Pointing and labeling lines
>> Start

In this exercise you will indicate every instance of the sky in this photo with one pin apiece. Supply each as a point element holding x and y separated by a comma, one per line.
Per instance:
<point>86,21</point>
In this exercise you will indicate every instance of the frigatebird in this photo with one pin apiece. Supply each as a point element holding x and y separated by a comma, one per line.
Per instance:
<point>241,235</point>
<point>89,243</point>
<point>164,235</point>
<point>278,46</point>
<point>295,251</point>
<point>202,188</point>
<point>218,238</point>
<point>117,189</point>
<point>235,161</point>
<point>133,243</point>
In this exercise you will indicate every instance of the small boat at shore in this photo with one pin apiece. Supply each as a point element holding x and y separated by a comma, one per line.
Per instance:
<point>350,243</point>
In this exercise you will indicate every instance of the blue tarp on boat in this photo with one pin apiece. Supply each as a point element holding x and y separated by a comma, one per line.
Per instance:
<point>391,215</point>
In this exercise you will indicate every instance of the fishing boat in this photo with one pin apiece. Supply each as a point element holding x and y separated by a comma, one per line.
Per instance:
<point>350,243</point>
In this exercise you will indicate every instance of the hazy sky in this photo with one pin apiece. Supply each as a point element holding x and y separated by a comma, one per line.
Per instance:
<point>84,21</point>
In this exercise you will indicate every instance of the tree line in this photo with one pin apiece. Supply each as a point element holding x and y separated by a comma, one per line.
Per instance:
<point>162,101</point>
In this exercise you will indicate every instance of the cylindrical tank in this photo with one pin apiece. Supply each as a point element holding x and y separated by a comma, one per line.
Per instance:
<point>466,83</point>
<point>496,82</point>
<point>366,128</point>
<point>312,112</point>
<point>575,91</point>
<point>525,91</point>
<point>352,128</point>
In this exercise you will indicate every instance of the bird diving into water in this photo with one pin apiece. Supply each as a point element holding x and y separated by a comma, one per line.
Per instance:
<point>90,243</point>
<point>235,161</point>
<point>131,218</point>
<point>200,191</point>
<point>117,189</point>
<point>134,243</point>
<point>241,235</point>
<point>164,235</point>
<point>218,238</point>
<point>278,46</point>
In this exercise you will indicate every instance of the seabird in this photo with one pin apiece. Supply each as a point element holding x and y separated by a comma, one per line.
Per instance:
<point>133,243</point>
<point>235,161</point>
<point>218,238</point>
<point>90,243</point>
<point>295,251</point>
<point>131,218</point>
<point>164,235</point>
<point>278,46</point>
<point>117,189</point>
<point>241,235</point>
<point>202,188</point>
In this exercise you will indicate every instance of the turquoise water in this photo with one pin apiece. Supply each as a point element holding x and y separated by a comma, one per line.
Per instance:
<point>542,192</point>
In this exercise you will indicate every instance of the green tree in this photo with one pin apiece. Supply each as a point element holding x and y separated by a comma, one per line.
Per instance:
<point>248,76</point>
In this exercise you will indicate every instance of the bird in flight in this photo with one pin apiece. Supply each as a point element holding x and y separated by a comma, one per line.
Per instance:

>> End

## Exercise requirements
Please quote all of the lines above word for word.

## Full output
In this exercise you will indicate every instance of the sky in this photo with one pin apiece. Supply each as a point element holding x and y separated by a comma, one per line.
Per instance:
<point>86,21</point>
In this exercise you will indicate every instance of the frigatebird in this photo with one pin apiece. Supply each as a point element holding x and y separated by a comma, one per line.
Per instance:
<point>241,235</point>
<point>89,243</point>
<point>164,235</point>
<point>278,46</point>
<point>295,251</point>
<point>202,188</point>
<point>218,238</point>
<point>117,189</point>
<point>235,161</point>
<point>133,243</point>
In this exercise you will indicate every instance of the small boat at shore in this photo with one pin apiece. Supply each as a point element holding x and y separated by a comma, one per line.
Per instance:
<point>350,243</point>
In this exercise you will indicate every instance of the blue tarp on boat in this photo with one pin apiece. Supply each as a point element holding x and y separated by a comma, one per line.
Per instance:
<point>391,215</point>
In this exercise you will indicate every instance of the fishing boat in this photo with one pin apiece. Supply each as a point element holding x and y separated by a comma, one per line.
Per instance:
<point>350,243</point>
In this exercise you will indicate every instance of the hazy sky in this photo with one pin apiece. Supply each as a point element holding x and y separated by a comma, one per line.
Per instance:
<point>84,21</point>
In this exercise you will indicate every instance of the tree line in this photo with one pin apiece. Supply each as a point element holding x and y separated by a comma, one per line.
Per instance:
<point>162,101</point>
In this exercise you will indicate every instance of the cylindrical tank in this photo with one pin apiece. Supply each as a point element holding x and y separated by a comma, one per line.
Per instance:
<point>466,83</point>
<point>496,82</point>
<point>366,128</point>
<point>312,112</point>
<point>575,91</point>
<point>525,91</point>
<point>352,128</point>
In this exercise you will indicate every instance of the bird diving into water in this photo with one pin apiece. Supply each as a point element holding x and y separated by a comma, one per line.
Per instance:
<point>90,243</point>
<point>235,161</point>
<point>131,218</point>
<point>200,191</point>
<point>117,189</point>
<point>134,243</point>
<point>241,235</point>
<point>164,235</point>
<point>218,238</point>
<point>278,46</point>
In this exercise you will indicate every instance of the seabird in this photo with one pin apiece. Supply each as a point element holding x and y separated by a comma, one per line.
Per instance:
<point>133,243</point>
<point>235,161</point>
<point>218,238</point>
<point>90,243</point>
<point>295,251</point>
<point>131,218</point>
<point>164,235</point>
<point>278,46</point>
<point>117,189</point>
<point>241,235</point>
<point>202,188</point>
In this exercise you will indicate every instance of the turquoise water in this photo with one pin apiece. Supply each as a point element holding x and y separated by a comma, one per line.
Per instance:
<point>542,192</point>
In this exercise you will indicate every instance of the green tree in this photo with one pin apiece. Supply each as a point element holding x and y separated by a comma, one per line.
Per instance:
<point>248,76</point>
In this exercise you will indicate every instance of the bird in flight in this photo with one pin apiece. Supply each as a point element holding x and y separated by a comma, one per line.
Per instance:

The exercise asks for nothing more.